> _Exercise details_
All of the entries should be written out again exactly.

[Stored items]
┌────────

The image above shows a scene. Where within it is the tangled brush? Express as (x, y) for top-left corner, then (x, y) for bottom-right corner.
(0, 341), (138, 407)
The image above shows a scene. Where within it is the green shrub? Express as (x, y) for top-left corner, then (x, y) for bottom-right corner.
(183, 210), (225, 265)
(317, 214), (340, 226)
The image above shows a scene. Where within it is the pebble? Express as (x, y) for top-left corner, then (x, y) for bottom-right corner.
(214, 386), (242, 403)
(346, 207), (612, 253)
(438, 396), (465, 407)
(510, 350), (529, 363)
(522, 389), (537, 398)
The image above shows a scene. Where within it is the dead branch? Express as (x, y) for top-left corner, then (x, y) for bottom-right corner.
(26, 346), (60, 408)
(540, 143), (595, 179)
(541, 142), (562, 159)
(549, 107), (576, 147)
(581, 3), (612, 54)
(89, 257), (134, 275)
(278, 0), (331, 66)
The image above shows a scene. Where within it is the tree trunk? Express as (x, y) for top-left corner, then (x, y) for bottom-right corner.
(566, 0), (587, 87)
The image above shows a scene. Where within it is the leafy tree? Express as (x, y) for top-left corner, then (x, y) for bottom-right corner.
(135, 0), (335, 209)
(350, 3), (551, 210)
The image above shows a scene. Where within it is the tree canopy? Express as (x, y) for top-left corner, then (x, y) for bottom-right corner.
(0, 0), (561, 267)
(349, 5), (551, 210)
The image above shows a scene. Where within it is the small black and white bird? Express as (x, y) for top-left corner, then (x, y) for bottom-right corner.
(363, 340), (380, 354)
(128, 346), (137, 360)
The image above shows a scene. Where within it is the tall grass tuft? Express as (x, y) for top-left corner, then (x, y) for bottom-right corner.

└────────

> _Answer space_
The image above shows a scene. Where within it is the tangled brush? Express as (x, y) for top-left corner, then (x, y) for bottom-right corner.
(0, 341), (138, 407)
The image above shows a scene. Where within it is the green shrub? Express as (x, y) for top-left corner, then (x, y) for bottom-right corner.
(183, 210), (225, 265)
(317, 214), (340, 226)
The image above shows a scene. Where within it is the pebble? Express as (x, y) for top-left corner, then (x, y) for bottom-right corner.
(214, 386), (242, 403)
(346, 207), (612, 253)
(438, 396), (465, 407)
(510, 350), (529, 363)
(522, 389), (537, 398)
The image above shows a scene. Where within it is the dead branch? Express as (x, y) for top-left corner, then (x, y) for bottom-right corner.
(26, 346), (60, 408)
(540, 143), (595, 179)
(541, 142), (562, 159)
(549, 107), (576, 147)
(581, 3), (612, 54)
(89, 257), (134, 275)
(278, 0), (331, 66)
The image above shows a scene. Where within it is the tree trunk? Express as (x, y) for top-left corner, then (x, y) for bottom-right corner.
(566, 0), (587, 87)
The image above shows a scene. Where within it is the leafy tree? Express as (x, y) for top-left corner, then (x, y) for bottom-right corner.
(135, 0), (335, 209)
(350, 3), (551, 210)
The image above shows a scene. Where within it is the tree canopy? Express as (x, y) for top-left corner, then (x, y) for bottom-right corner.
(0, 0), (561, 267)
(349, 5), (551, 210)
The image above shows a scene. Where within it is the small black and white bird? Express as (x, y) for top-left corner, then (x, y) for bottom-right corner.
(363, 340), (380, 354)
(128, 346), (137, 360)
The image above shows a scene. Where within it is the tall grass tuft? Express as (x, y) for top-left corner, then (x, y) for bottom-right corner.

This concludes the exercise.